Exercise objective -
According to the article on the e-cigarette study, what was the most common side effect in all groups?

Extracted text -

###

Bullen and colleagues recruited 657 adult smokers in Auckland who wanted to quit for the study. Nearly 300 got nicotine-containing e-cigarettes while roughly the same number got nicotine patches. Just over 70 people got placebo e-cigarettes without any nicotine. Each group used the e-cigarettes or patches for 13 weeks.
After six months, similar rates of smokers — 6% to 7% — managed to quit after using either the nicotine-containing e-cigarettes or patches. Only 4% of smokers using the placebo e-cigarettes successfully quit.
Among smokers who hadn't managed to quit, nearly 60% of those using e-cigarettes had cut down the number of cigarettes smoked by at least half versus 41% of those using nicotine patches. Smokers were also much bigger fans of the e-cigarettes; nearly 90% of users said they would recommend them to a friend compared to just over half of people who got patches.
Researchers also found similar rates of side effects in smokers that used the e-cigarettes and the patches. The most common side effect in all groups was breathing problems.
The study was published online Sunday and presented at a meeting of the European Respiratory Society in Barcelona, Spain. The e-cigarettes used in the study were provided free by the company and the study was paid for by the Health Research Council of New Zealand, a government funder.
Peter Hajek, an anti-smoking expert at Queen Mary University of London, called it a "pioneering" study and said health officials should seriously consider recommending e-cigarettes to smokers who want to quit or cut down.
"E-cigarettes also have the potential to replace cigarettes as a consumer product, so their value is not just as a treatment," he said. Hajek authored an accompanying commentary in the Lancet. "That could stop the tobacco-related disease and death epidemic if everyone switches to a safer way of nicotine delivery," he said.
Hajek said that even though more studies were needed on the long-term safety of e-cigarettes, there weren't any imminent warning signs.
"E-cigarettes may not be perfectly safe, but even if some currently unknown risk materializes, they are likely to be orders of magnitude safer than normal cigarettes," he said.
The European Union and Britain are planning to regulate e-cigarettes as medical devices, a decision that has provoked criticism from some scientists who argue that would limit their availability to help smokers while cigarettes are not as tightly regulated. It is the tar and other toxins in cigarettes which are deadly, not the nicotine.
In the U.S., the FDA plans to assert regulatory authority over the fast-growing category in the near future. E-cigarettes could also still be regulated as drugs or drug-delivery devices, if they are "marketed for therapeutic purposes" — for example, as a stop-smoking aid.
Bullen suggested e-cigarettes could be monitored like lifestyle or consumer products to avoid restricting their access.
"There needs to be a middle ground where regulation is commensurate with the risk," he said. "For people who are dependent on nicotine, we've got to provide them with a safer alternative ... crushing their availability completely will be bad for public health."

###

Record excerpts -
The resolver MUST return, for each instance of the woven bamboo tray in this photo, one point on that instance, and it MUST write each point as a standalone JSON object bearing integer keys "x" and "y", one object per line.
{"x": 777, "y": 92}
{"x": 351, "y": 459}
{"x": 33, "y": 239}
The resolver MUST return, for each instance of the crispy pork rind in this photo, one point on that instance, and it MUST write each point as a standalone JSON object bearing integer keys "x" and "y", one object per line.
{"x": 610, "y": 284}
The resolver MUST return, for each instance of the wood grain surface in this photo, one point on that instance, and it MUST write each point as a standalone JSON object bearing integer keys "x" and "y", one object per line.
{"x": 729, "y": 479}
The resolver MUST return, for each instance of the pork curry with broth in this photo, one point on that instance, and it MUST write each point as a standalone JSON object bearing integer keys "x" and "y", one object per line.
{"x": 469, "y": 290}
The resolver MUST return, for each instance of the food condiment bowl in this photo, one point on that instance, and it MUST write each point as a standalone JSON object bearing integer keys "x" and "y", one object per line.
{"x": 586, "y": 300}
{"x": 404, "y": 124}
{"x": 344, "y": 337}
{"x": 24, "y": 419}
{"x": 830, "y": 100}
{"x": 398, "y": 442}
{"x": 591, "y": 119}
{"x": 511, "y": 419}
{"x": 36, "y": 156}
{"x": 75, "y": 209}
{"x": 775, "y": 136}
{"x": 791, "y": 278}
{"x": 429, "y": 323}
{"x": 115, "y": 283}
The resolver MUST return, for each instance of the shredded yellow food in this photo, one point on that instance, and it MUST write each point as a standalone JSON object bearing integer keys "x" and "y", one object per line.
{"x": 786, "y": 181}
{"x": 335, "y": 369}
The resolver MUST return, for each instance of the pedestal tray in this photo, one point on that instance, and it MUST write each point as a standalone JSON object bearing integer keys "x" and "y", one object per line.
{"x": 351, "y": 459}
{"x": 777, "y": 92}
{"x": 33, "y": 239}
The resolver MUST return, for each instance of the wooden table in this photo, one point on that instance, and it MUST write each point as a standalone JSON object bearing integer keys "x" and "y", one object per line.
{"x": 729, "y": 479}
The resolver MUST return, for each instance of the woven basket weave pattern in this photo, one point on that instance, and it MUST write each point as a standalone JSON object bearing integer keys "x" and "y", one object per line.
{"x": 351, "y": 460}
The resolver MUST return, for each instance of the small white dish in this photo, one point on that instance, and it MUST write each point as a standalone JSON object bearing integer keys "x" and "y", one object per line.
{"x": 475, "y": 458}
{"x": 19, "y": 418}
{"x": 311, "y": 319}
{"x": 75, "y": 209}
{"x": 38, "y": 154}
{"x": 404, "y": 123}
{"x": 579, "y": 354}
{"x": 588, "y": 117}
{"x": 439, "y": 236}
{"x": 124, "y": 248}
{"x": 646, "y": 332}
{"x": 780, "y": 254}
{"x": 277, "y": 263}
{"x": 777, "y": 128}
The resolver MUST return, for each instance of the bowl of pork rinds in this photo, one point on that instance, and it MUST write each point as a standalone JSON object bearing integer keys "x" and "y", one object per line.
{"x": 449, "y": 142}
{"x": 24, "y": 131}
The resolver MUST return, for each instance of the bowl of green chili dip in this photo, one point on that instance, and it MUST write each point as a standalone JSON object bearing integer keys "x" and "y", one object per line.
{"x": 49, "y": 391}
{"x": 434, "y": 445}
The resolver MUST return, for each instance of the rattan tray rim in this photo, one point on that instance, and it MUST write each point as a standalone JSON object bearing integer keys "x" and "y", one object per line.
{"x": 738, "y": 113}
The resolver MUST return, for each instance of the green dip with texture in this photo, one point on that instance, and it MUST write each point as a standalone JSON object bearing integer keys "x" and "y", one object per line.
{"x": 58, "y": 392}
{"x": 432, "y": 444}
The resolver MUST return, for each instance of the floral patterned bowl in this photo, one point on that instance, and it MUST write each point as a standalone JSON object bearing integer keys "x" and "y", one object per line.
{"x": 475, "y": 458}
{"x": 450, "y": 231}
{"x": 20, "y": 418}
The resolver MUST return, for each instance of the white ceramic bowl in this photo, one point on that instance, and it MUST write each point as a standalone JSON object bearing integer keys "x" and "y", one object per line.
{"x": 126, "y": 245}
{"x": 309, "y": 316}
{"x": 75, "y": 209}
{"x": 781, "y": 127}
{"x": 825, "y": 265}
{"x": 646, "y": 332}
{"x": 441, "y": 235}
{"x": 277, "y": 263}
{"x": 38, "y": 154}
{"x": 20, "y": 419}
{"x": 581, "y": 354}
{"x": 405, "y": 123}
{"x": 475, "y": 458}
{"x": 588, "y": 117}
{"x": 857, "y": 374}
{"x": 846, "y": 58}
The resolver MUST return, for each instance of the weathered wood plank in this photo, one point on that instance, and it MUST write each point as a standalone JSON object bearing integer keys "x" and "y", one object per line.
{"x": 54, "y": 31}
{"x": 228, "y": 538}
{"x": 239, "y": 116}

###

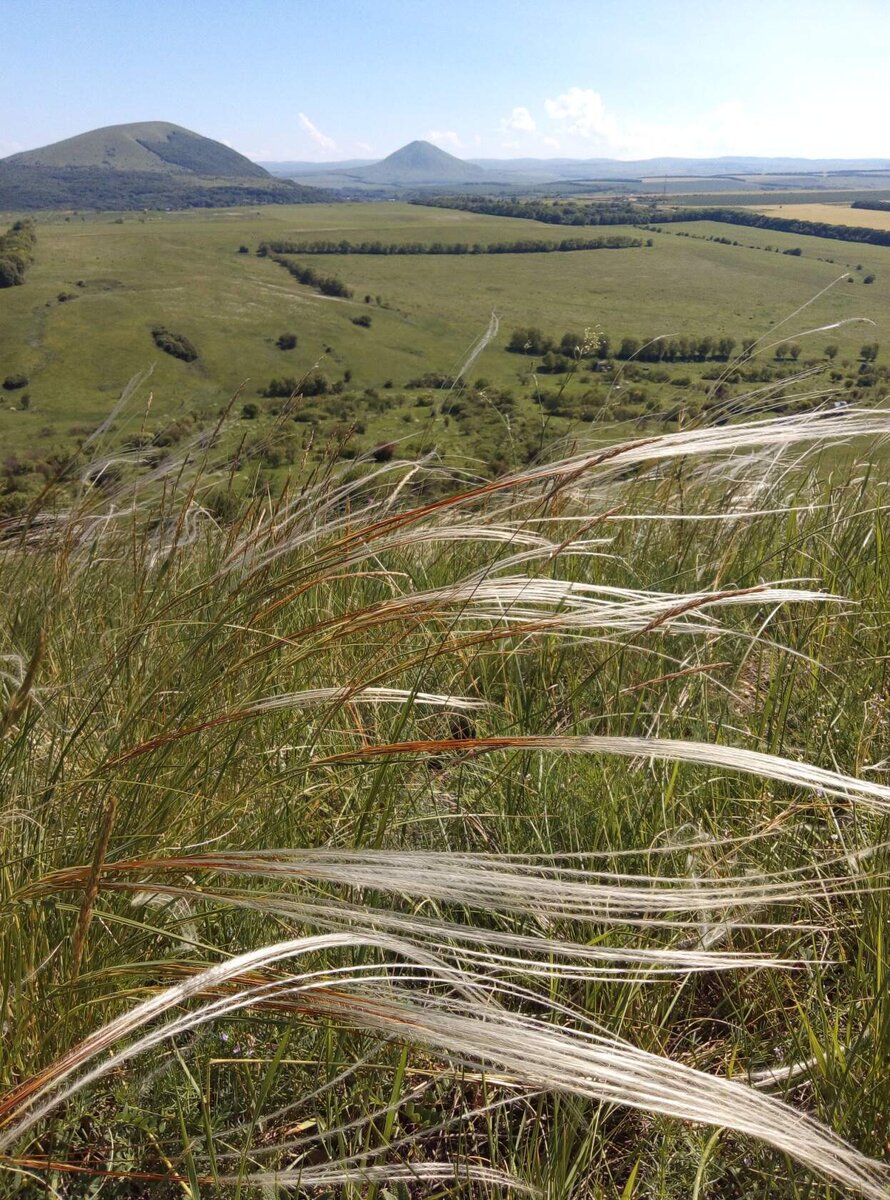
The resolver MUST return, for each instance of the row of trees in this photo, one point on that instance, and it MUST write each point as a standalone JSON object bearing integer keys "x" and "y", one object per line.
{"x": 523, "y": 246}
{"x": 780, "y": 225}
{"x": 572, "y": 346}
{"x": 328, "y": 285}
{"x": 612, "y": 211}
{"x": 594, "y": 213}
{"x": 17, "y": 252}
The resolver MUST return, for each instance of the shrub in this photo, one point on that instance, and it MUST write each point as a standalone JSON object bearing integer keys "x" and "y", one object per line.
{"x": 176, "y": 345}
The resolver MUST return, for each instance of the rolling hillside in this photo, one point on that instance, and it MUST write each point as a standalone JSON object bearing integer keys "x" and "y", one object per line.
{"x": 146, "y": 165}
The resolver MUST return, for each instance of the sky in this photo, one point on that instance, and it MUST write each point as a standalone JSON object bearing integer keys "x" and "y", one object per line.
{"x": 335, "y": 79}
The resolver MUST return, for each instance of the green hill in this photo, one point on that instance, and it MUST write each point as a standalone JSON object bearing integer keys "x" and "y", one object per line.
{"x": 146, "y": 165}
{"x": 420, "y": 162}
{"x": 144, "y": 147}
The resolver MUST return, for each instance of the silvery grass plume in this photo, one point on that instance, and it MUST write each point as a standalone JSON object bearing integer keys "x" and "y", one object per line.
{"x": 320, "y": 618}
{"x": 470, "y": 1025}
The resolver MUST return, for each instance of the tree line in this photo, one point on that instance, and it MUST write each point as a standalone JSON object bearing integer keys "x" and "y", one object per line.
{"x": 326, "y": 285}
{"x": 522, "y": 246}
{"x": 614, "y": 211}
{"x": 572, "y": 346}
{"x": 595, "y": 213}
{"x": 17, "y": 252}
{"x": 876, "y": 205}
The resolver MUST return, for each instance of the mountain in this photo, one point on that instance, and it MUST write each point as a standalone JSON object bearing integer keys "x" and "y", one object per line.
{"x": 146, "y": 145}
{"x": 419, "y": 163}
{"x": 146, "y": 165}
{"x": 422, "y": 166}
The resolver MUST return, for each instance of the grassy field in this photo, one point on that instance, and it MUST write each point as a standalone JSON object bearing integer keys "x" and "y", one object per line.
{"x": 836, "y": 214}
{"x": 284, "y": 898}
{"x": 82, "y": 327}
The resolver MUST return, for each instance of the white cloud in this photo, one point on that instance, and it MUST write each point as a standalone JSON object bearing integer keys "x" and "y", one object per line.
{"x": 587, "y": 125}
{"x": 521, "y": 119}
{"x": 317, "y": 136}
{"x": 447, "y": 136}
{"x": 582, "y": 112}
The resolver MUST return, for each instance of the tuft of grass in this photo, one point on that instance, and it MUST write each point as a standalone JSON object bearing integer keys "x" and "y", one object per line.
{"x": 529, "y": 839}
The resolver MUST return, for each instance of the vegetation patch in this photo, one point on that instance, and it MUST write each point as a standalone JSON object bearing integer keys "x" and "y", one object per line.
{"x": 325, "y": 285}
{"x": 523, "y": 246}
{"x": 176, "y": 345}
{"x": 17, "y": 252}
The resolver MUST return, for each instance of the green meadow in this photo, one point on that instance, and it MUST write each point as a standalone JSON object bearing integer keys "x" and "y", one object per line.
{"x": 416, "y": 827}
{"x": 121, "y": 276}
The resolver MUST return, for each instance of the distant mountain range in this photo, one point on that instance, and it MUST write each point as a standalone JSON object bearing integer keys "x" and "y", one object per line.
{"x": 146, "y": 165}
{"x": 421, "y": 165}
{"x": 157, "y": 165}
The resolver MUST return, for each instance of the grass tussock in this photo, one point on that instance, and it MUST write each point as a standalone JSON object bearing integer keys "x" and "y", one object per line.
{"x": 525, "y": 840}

###

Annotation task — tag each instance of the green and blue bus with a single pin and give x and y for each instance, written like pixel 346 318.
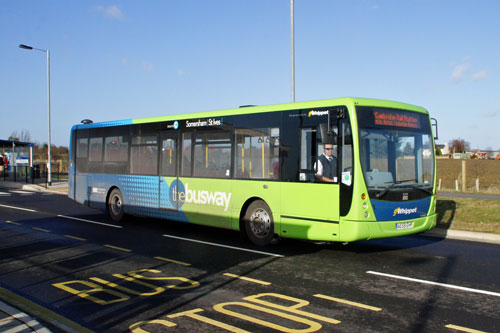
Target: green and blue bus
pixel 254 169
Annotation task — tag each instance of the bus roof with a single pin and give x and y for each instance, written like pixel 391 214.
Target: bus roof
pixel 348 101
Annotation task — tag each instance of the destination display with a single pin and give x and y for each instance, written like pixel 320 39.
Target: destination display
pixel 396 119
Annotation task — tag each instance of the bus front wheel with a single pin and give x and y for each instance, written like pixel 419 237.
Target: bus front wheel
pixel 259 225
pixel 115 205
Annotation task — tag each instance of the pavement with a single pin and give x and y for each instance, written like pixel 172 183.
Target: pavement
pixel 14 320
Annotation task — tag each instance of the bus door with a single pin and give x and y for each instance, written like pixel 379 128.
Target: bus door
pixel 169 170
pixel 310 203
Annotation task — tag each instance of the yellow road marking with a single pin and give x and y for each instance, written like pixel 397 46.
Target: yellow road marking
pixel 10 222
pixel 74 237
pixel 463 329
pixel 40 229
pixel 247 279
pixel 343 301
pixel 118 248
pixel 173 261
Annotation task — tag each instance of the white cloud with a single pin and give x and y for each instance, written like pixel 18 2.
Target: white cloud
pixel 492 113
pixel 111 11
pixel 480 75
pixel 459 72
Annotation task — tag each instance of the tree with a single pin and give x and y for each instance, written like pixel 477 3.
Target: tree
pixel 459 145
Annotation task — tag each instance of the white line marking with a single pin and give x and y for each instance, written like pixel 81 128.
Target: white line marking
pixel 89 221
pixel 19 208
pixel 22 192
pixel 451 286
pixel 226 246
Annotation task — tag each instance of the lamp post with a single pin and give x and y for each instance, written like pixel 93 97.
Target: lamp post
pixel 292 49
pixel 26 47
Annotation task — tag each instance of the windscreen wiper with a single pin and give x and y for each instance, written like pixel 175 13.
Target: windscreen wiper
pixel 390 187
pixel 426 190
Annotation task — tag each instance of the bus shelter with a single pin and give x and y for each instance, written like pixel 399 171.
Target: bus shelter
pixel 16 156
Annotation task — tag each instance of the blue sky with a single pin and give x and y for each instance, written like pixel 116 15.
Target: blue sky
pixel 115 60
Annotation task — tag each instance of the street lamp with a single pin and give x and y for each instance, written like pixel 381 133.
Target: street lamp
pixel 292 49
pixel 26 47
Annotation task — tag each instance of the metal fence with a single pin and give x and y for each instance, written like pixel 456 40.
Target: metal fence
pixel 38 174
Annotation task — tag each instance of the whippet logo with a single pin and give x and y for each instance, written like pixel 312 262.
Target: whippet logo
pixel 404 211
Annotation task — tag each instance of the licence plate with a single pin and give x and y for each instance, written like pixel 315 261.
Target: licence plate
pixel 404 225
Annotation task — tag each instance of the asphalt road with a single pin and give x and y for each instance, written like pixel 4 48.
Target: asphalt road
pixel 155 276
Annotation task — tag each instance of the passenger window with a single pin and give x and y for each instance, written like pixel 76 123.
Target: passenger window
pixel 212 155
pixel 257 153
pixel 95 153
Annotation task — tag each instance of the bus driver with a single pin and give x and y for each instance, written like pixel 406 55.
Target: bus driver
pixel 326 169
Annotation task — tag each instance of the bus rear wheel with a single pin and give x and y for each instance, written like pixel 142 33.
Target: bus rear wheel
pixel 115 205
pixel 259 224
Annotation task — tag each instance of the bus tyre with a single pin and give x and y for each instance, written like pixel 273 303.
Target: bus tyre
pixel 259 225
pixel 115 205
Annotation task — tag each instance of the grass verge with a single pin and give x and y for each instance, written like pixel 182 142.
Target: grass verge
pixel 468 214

###

Task solution -
Breathing problems.